## start
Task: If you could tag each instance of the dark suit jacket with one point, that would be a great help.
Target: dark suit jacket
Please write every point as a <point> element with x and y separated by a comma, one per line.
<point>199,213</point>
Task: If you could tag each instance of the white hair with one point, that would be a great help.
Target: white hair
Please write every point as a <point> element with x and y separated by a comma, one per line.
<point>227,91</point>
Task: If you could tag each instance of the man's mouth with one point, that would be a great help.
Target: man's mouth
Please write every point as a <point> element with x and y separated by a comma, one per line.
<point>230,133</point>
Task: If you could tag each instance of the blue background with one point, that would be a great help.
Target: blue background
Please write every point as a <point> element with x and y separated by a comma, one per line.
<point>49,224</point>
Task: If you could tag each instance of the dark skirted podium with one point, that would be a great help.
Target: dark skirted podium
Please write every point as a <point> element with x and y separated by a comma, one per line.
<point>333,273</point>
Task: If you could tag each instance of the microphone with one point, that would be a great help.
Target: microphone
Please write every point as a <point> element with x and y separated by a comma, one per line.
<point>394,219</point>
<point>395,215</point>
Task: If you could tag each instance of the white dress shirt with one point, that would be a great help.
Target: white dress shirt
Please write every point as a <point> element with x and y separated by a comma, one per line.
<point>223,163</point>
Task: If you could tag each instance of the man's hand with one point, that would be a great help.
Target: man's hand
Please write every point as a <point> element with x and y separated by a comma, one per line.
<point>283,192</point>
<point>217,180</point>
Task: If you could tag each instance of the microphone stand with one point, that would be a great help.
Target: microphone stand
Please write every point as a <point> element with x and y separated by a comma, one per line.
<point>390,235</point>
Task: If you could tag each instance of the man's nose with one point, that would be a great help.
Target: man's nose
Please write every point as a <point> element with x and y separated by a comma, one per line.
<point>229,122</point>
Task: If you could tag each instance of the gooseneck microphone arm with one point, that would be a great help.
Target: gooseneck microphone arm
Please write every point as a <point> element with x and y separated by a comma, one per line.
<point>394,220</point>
## end
Please write out the stretch of the material from the line containing "Task: If you could tag each instance of the dark skirted" through the line containing "<point>395,215</point>", copying each line without any change.

Task: If you could tag each instance of the dark skirted podium with one point, that would be a great help.
Target: dark skirted podium
Please write every point as a <point> element with x and y separated by a comma, one per line.
<point>333,273</point>
Task: If you could tag each instance of the microphone with one point, that would be a great help.
Target: microphone
Please write every point as a <point> element with x and y separated by a comma, one per line.
<point>394,219</point>
<point>395,215</point>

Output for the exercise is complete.